What is being asked:
Make an exact copy of the data below, leaving out every picture.

Information provided:
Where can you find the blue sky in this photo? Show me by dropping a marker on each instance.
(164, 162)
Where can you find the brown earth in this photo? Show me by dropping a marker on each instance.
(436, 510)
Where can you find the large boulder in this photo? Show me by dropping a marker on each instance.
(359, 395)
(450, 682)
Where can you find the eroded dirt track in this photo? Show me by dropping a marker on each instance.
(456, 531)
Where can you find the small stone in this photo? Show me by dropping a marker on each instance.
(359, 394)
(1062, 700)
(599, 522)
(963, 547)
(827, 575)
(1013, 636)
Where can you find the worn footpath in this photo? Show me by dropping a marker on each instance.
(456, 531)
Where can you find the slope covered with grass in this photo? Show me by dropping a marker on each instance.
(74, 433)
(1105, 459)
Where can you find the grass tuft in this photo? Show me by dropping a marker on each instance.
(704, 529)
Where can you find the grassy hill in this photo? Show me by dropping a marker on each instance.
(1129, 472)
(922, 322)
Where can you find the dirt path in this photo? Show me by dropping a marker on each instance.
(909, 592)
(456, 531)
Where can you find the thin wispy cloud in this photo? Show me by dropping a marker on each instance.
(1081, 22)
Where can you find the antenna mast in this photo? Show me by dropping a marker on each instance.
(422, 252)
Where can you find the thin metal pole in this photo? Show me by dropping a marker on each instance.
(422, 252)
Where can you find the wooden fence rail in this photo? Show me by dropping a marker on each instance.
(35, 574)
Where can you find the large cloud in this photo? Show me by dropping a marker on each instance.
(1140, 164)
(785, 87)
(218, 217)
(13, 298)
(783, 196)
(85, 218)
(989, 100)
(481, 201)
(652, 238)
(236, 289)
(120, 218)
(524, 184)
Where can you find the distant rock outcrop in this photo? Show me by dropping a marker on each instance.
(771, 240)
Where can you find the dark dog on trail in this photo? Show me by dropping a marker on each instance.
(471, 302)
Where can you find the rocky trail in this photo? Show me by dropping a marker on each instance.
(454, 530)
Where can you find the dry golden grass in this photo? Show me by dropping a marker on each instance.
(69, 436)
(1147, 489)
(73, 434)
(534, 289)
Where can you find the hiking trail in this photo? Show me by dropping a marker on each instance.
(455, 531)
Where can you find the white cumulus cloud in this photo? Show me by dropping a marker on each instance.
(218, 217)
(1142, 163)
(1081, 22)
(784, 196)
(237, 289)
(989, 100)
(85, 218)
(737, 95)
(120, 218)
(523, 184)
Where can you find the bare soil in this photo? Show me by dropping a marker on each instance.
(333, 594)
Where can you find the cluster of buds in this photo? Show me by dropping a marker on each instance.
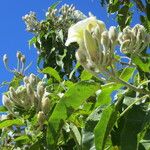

Worked solution:
Where can you find the blue sky in this photo? Show me by dropping a marker on each instance.
(164, 162)
Where can you find the brown earth in this photo? Show me by dropping a marker on each instance.
(436, 510)
Where can you find the large boulder in this photo? Show me by dropping a marker on each instance.
(359, 395)
(450, 682)
Where can you find the eroded dirt track in this photo? Show me by dropping a marker on each instance.
(456, 531)
Where can you find the small stone in this photo? Show me by dropping a marker on each instance.
(359, 394)
(1062, 700)
(599, 522)
(963, 547)
(827, 575)
(1013, 636)
Where can you find the worn footpath in this photo? Show me by dropping a marker on each instance.
(456, 531)
Where can you find the slope covered with grass in this photo? Show me by dropping a marker on each instance.
(74, 433)
(1105, 459)
Where can you find the grass tuft in this photo? Show me by dropping a marker on each instance.
(704, 529)
Where can you find the grassy hill in this photo? Show me by dropping a marker on each instance.
(1129, 472)
(922, 322)
Where can you find the dirt path in this photo? Show me by dropping a marker on each instance.
(909, 592)
(456, 531)
Where can you find the thin wispy cloud in this photo? Show me by dropping a marker on each instance.
(1081, 22)
Where can you find the antenna mast in this photo? Show me by dropping a marker on each instance.
(422, 252)
Where can you find the thin metal pole in this photo? Show me by dropping a marker on each instance.
(422, 252)
Where can you find the wooden fence rail in this photo? Show me by dropping a marker on each instance.
(35, 574)
Where can you find the large cloud in this photo? Show me by dropping a marker on each instance.
(1140, 164)
(785, 87)
(218, 217)
(13, 298)
(783, 196)
(85, 218)
(989, 100)
(481, 201)
(652, 238)
(236, 289)
(120, 218)
(524, 184)
Where can you find the distant rock outcrop in this photo? Show me by dropping a marker on each instance.
(771, 240)
Where can you find the dark dog on trail in this photo? Show me by dropping a marker on each instance.
(471, 302)
Where can you find the rocky trail in this photo? Show me by dropping a marker on each instance.
(454, 530)
Where can you find the dry golden grass in this photo? Show me by dropping a marker on each instance.
(69, 436)
(1147, 489)
(73, 434)
(534, 289)
Where can you find the hiking trail in this photo? Show me by dropping a marker on each instance.
(455, 531)
Where can you find the white cumulus cloud in this photo? Show me by dropping a marker on each instance.
(218, 217)
(1142, 163)
(1081, 22)
(784, 196)
(237, 289)
(989, 100)
(85, 218)
(737, 95)
(120, 218)
(523, 184)
Where can you find the bare soil in this photo? Show me by dropping a marker on each instance.
(333, 594)
Where can you find the cluster of buds in this photo? Show me by dropping a marker on each instance.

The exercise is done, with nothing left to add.